*** Exercise materials

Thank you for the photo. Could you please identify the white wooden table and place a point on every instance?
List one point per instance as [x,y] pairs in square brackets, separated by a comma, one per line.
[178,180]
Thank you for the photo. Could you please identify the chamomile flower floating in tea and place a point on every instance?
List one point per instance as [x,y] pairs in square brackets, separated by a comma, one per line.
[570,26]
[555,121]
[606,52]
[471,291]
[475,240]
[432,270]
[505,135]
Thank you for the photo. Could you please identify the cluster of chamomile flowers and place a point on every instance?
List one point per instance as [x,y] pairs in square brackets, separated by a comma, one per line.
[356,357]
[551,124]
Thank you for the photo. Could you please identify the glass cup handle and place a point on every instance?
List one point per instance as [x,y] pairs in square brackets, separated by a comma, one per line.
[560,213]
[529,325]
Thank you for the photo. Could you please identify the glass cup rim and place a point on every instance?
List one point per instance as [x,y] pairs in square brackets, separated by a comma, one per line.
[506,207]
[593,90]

******

• _Work instructions_
Give the material above back in full, exactly as written.

• _Task answer_
Thank you for the photo. Could you please identify the white wooden table and place a point on every instance?
List one point per instance as [x,y] pairs in square brackets, separated by a comma, one per line.
[178,180]
Thank you for the photo. Could you please identify the chamomile flower floating in tea and place a point on every instance?
List one point per instance as [x,y] pairs in square brackets, separated by a comma, one per line.
[570,26]
[555,121]
[606,52]
[471,291]
[475,240]
[432,270]
[505,135]
Thank you for the photo. Could you please identify the cluster of chamomile flowers and place a point on every instance?
List one point per instance as [x,y] pairs in square brackets, separated by a comma, one per line.
[356,357]
[551,124]
Thank you for the photo. Could you please identify the glass cup handle and place a point on every instance?
List one point per instance as [x,y] pairs in square brackets, separated by a comma, one per line.
[560,213]
[529,325]
Thank you for the photo. Could you please identify the glass cup rim and place a point on every instance?
List one point per instance as [x,y] pairs in square brackets, separated by a comma, one per line.
[506,207]
[593,90]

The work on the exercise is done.